# What this exercise asks
1. What does the blog post about the year after leaving radio say on each point below?
(a) How many hours of sleep has the writer consistently been getting?
(b) How old is the daughter the writer picks up at lunchtime?
(c) What does the writer need to decide before going back to radio?
2. Could you proceed with the blog post about the year after leaving radio, picking up right after its final sentence?

-- Quoted passage start --

It’s been almost one year since I officially stopped being an employee of my previous radio station. You can read about my departure here! And wow…what a year it has been! I have literally stopped and smelled the roses and it’s been pretty eye opening, in a good way!! When you get up at the crack of dawn for so long, you sort of forget how tired it makes you until you stop getting up that early. ha ha. So for almost a year now, I have consistently been getting eight to nine hours of sleep which in my book is AWESOME and I am gonna enjoy it while it lasts!
I have been doing something I truly love and that is writing. I love to tell stories, I love to be real, share honesty, share the good AND share the bad, but I love to be able to share it all with no filter! I have also loved setting my own schedule and with all of that has come a freedom I have never known. I love being able to take my two daughters to school and pick them up. I have never been able to do both carpools before and I know that won’t always be the case but boy, am I gonna take advantage of it while I can. The look my three year old gives me every day when I pick her up at lunchtime is truly, one of the best moments of my day! Every day, she is SO excited to see me and it just fills my heart. I have especially loved having a little more time to travel and spend time with the people I love. We have taken more trips as a family this past year and I can’t wait to see where we’ll go in 2016! I’m allll about creating memories and living life! I mean did you SEE our Christmas card??!! lol
I am super grateful that so many of you have taken the journey with me from the radio world to this website and have followed along with me. THANK YOU and please tell a friend! ha! 😉 I also appreciate that you have asked over and over WHEN I will be going back to radio! That makes me so happy! The truth is, I don’t know yet. Really. I have had a few conversations with several radio stations but I need to decide what and where would make me the happiest. If I am gonna go back to the radio world, it has to be for the right place. I want it to be the right fit for both me and my family and I want it to be somewhere where I can totally be me!

-- Quoted passage end --
-- Data start --

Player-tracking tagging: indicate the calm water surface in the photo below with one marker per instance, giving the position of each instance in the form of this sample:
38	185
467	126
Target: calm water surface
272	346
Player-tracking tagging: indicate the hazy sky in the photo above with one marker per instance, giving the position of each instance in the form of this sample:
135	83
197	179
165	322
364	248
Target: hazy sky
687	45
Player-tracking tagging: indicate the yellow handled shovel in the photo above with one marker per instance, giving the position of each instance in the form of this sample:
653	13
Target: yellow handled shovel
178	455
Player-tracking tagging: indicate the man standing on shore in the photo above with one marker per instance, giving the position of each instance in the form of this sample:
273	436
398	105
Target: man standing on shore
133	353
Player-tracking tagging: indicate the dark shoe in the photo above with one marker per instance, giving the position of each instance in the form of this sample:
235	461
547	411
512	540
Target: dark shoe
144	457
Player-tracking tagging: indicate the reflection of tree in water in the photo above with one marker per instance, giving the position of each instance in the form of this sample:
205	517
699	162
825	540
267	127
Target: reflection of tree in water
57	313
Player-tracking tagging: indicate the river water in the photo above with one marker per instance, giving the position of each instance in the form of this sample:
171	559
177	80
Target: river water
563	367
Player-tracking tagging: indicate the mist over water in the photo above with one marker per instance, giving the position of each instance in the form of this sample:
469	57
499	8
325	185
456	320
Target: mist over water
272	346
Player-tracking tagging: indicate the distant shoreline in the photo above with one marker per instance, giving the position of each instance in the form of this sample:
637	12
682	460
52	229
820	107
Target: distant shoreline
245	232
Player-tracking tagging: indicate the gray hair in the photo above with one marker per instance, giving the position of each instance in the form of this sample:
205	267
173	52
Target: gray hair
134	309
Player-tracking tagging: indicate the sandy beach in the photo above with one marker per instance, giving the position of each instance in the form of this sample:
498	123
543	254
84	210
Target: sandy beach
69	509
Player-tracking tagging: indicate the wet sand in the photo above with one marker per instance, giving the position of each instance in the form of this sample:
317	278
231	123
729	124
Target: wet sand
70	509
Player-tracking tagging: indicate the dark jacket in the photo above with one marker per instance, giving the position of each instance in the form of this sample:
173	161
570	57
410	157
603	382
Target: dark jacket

-- Data end --

# Answers for the exercise
1.
(a) Eight to nine hours.
(b) Three years old.
(c) What and where would make the writer the happiest.

2.
Speaking of radio, there have been so many changes going on at my old radio station too which people have asked me about. The truth is, I don’t pay attention. NOT because I don’t wish them well, but because I moved on. That’s what you do when you leave a job and/or end a relationship right? And let’s be honest, two of my bestest girlfriends still work there…so I will never have anything negative to say and I all I wish is for them to continue to be happy and successful! Plus, the people behind the scenes who were the cause of alot of the overall grief, were terminated, so it’s like a whole new radio station there really! Unfortunately, people were not very accepting of the new morning show after we left, which I guess I understand but it’s too bad. It wasn’t their fault that I didn’t work there anymore. I even chatted with most of the new show after I left and they are all pretty good people. I have only ever wished them well. I have worked in radio my whole life and radio has always been about change.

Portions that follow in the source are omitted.